__Exercise task__. Collect each line of the rows below that contains the word "horse", copying it in full. Case counts.

** start Supplied data **

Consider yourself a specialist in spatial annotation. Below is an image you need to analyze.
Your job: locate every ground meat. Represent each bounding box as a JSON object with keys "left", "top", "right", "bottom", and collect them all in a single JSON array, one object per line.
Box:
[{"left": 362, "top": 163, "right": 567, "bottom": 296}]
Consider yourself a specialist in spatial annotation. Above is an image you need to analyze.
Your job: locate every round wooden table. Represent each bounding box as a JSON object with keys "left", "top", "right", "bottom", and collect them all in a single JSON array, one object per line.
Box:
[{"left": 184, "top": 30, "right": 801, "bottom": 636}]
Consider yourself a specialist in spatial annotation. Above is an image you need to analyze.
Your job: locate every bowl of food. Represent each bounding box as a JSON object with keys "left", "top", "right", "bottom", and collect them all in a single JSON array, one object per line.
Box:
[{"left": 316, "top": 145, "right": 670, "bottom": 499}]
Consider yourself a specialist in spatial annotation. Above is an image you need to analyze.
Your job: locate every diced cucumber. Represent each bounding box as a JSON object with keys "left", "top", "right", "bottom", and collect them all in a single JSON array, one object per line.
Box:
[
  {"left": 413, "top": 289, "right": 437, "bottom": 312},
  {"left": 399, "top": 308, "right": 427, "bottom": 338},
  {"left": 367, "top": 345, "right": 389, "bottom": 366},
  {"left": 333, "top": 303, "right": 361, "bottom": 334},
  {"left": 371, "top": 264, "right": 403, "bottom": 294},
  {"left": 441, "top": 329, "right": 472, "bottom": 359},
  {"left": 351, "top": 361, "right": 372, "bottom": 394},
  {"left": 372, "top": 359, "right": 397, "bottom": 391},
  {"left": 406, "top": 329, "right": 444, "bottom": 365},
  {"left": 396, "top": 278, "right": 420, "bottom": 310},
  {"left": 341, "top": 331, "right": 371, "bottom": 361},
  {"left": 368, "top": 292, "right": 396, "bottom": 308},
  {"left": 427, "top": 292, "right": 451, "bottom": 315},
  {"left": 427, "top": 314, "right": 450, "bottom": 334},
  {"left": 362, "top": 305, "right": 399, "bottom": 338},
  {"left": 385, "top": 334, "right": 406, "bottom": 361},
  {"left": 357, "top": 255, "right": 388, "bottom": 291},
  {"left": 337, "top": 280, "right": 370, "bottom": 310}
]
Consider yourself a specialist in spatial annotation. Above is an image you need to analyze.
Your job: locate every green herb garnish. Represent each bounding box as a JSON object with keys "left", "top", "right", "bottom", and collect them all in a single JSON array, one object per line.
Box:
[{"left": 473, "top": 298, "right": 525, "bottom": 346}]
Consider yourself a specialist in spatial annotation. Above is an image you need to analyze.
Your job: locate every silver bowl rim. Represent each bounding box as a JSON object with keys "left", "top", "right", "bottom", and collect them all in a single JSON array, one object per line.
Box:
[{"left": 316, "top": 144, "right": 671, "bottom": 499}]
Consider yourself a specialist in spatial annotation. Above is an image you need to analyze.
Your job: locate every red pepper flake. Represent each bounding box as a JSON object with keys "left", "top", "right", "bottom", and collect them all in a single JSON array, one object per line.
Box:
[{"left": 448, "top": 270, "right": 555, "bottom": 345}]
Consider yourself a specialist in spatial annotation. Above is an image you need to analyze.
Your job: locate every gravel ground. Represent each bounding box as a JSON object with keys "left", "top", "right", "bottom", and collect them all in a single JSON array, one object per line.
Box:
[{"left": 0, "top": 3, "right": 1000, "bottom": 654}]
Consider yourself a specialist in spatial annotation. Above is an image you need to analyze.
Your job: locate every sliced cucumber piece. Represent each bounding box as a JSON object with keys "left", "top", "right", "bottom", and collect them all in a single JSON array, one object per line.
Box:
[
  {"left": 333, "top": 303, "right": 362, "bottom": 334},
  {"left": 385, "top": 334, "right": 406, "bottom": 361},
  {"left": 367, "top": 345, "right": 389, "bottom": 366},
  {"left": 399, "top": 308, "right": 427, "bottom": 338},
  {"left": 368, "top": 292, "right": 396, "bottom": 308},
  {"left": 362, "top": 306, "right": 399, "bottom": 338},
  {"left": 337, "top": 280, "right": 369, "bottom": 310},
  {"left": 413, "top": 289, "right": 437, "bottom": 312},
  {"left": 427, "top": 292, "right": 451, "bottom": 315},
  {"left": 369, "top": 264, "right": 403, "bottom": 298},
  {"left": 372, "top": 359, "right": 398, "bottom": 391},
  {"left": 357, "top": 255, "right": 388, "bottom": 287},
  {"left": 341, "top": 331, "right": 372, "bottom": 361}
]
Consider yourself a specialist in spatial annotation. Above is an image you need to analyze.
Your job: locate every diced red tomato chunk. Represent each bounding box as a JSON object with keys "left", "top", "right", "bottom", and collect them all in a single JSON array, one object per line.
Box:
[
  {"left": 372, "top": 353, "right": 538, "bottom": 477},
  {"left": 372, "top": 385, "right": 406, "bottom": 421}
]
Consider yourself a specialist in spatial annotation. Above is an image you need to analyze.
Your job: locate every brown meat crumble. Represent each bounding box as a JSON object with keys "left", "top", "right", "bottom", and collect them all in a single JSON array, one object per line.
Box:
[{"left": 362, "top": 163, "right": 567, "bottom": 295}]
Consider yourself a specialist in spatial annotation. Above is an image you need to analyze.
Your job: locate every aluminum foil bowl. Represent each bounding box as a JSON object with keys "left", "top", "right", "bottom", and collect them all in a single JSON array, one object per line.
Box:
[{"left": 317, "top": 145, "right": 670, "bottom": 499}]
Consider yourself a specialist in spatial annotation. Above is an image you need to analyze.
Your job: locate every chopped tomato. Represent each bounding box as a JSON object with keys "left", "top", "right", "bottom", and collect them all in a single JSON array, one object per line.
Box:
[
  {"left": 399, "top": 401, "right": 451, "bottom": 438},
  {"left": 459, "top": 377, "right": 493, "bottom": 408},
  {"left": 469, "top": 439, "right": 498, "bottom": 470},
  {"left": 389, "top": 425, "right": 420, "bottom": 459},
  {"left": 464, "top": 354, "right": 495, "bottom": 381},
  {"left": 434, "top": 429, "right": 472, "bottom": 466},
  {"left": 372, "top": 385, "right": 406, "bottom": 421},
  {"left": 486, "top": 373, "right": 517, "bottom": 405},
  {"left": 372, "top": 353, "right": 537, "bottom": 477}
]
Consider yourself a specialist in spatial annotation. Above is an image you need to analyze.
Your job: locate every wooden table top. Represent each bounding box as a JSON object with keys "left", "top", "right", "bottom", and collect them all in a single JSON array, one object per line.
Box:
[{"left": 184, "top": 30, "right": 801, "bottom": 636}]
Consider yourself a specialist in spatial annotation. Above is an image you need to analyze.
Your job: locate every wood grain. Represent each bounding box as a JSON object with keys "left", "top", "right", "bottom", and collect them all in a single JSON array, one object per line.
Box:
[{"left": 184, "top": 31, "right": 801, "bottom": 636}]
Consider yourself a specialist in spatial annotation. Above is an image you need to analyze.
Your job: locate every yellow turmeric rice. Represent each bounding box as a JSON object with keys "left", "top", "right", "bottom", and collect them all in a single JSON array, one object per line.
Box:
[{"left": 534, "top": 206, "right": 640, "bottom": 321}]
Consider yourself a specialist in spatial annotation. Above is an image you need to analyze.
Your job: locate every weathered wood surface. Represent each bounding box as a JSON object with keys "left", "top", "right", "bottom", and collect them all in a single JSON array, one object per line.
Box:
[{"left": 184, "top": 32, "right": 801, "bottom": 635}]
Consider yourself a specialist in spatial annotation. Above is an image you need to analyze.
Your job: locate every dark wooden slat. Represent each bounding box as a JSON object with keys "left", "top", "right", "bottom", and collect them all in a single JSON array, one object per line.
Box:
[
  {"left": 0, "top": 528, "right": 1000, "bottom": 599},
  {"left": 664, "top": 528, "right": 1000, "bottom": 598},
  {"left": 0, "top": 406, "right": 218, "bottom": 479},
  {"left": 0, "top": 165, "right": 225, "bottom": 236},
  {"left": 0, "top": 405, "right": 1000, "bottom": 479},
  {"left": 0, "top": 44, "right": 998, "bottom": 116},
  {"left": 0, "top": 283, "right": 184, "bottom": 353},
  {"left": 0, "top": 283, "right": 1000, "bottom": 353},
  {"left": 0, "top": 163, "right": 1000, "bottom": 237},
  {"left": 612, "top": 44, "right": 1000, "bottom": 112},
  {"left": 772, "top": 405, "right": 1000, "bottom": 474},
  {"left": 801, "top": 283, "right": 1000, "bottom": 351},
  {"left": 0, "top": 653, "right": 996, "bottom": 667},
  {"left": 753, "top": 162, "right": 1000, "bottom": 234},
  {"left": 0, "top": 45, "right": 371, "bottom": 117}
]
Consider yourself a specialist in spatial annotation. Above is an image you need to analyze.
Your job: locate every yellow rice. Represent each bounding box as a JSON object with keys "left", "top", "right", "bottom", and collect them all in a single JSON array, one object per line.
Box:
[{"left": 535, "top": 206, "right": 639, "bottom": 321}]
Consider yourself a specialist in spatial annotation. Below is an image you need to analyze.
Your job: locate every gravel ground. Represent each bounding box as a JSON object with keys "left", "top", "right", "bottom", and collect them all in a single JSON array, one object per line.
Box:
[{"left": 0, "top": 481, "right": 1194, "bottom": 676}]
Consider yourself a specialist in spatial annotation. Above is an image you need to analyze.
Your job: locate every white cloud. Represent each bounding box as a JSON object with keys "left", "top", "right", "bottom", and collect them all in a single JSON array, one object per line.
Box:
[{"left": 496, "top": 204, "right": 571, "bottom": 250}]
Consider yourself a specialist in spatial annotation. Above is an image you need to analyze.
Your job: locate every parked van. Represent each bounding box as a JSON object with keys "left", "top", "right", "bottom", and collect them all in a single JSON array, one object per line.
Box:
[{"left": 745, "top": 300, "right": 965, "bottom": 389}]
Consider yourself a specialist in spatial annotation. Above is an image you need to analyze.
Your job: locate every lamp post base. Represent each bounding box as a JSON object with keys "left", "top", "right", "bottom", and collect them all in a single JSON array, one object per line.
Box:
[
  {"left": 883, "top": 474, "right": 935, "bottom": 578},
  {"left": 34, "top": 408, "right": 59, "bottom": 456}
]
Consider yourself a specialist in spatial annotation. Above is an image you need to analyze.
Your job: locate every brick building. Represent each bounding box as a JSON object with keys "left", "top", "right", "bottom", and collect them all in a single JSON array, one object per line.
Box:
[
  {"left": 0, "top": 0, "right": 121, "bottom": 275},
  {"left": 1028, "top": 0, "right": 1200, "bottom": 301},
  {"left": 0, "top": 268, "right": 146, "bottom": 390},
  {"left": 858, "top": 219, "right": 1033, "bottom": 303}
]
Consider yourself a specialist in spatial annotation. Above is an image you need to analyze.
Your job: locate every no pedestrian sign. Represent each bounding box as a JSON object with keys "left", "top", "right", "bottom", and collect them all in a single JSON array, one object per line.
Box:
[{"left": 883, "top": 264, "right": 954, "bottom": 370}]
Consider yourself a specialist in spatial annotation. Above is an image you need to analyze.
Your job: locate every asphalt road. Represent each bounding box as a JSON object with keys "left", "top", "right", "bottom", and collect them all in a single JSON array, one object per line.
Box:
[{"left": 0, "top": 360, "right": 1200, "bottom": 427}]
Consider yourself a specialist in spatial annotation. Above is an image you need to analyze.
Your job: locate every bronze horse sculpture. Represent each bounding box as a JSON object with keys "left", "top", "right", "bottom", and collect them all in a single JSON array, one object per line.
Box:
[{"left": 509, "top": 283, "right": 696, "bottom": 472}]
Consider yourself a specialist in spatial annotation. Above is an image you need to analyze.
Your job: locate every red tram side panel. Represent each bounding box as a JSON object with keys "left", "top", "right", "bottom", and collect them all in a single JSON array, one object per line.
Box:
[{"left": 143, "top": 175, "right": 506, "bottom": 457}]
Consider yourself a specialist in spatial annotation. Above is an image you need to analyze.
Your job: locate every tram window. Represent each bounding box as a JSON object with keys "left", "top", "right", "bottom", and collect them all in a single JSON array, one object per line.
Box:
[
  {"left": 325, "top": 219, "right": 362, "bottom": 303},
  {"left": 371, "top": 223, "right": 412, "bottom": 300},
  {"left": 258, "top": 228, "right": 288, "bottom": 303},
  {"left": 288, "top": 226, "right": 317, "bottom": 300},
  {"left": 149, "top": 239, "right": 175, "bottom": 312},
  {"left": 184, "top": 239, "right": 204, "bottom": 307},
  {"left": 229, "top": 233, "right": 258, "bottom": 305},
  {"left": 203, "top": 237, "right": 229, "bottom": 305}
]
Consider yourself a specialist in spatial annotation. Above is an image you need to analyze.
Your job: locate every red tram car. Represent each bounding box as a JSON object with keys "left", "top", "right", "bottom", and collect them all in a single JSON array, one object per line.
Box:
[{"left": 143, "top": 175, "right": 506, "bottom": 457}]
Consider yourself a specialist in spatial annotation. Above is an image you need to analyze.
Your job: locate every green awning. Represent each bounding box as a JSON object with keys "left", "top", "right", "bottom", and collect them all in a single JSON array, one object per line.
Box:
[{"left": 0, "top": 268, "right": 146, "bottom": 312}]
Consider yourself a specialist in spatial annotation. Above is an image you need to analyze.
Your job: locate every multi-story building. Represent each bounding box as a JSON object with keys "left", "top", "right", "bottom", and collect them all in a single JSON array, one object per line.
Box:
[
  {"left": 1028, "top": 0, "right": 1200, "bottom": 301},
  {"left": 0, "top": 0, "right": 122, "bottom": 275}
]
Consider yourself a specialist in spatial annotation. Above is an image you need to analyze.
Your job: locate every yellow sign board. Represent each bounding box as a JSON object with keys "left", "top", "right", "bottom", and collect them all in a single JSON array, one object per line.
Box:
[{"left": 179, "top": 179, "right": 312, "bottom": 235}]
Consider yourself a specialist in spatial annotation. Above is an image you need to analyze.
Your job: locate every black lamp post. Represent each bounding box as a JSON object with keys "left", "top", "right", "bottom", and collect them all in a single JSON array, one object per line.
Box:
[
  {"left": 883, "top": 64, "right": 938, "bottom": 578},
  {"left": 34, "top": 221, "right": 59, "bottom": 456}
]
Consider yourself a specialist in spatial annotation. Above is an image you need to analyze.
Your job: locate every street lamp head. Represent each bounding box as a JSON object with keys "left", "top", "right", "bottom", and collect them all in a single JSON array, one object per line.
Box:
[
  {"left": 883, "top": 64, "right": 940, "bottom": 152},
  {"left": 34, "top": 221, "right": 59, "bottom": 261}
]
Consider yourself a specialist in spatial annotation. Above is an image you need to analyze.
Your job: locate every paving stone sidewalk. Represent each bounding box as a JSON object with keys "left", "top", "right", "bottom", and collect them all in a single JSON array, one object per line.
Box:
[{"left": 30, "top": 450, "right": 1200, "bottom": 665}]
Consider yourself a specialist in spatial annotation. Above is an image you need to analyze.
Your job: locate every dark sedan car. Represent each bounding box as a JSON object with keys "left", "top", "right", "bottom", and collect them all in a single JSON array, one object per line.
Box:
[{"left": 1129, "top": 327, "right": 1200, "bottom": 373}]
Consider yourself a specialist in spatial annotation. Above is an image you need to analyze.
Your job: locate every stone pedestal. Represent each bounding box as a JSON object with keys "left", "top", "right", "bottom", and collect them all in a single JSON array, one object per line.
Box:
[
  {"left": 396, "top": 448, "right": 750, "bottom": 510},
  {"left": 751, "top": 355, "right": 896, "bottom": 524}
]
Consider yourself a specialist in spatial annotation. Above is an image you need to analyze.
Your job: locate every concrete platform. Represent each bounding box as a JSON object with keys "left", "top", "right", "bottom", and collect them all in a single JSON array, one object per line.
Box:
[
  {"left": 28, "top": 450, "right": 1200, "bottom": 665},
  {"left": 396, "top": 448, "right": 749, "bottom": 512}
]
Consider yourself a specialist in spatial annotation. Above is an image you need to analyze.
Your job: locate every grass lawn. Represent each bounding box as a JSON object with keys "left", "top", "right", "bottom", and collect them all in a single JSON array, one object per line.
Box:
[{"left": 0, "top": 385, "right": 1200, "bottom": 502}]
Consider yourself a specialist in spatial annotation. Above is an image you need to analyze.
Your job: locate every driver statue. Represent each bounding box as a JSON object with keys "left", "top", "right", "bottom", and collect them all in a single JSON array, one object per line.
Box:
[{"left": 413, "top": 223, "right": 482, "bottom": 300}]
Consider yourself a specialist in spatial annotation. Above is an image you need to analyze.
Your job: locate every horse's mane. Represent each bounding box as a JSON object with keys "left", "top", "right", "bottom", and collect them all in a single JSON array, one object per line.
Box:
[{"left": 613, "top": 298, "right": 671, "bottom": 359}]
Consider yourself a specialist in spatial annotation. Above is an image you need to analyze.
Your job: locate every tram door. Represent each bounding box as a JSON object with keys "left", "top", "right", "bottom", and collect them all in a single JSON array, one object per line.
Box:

** end Supplied data **

__Solution to this problem__.
Your job: locate every bronze horse sculpture. Represent each bounding box as a JSON object with keys "left", "top", "right", "bottom", and collect them all in a single JSON array, one object per line.
Your job: locate every horse's mane. Represent each bounding box as a JSON object with keys "left", "top", "right", "bottom", and collect them all in a single JSON array, one object per line.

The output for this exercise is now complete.